What is required »
Locate every line of the data that contains the string "target", and copy each of those lines in full.

===== Records shown

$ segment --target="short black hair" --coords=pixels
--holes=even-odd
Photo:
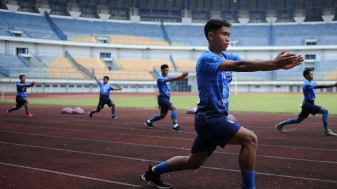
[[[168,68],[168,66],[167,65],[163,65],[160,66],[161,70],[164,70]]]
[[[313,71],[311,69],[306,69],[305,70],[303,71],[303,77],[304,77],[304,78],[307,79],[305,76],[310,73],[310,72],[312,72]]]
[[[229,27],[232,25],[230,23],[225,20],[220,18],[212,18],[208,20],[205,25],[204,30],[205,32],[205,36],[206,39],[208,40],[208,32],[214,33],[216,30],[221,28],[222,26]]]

==========
===== Records shown

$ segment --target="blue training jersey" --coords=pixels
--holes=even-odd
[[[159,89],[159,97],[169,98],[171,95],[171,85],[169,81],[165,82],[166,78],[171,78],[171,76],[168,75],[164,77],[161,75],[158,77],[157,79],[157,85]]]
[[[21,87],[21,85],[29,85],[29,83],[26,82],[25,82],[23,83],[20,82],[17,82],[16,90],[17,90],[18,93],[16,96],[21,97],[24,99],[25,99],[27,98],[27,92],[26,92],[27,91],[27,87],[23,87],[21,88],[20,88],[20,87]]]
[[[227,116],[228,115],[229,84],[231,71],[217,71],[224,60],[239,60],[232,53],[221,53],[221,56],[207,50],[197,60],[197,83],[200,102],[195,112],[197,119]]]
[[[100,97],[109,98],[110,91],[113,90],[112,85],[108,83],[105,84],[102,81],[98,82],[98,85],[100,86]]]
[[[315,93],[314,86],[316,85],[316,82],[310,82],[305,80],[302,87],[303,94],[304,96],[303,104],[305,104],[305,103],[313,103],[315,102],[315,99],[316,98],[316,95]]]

==========
===== Records shown

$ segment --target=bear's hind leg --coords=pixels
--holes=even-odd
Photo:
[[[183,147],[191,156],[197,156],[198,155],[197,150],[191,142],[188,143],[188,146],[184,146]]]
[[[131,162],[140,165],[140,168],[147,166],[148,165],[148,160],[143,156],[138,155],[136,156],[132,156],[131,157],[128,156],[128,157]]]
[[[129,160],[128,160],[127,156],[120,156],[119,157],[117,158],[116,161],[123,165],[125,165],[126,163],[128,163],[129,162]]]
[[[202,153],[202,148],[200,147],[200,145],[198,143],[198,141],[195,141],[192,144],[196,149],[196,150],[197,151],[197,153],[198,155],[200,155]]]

==========

Final answer »
$ segment --target="short black hair" --coords=pixels
$ segment --target="blue training jersey" --coords=pixels
$ segment --target=bear's hind leg --coords=pixels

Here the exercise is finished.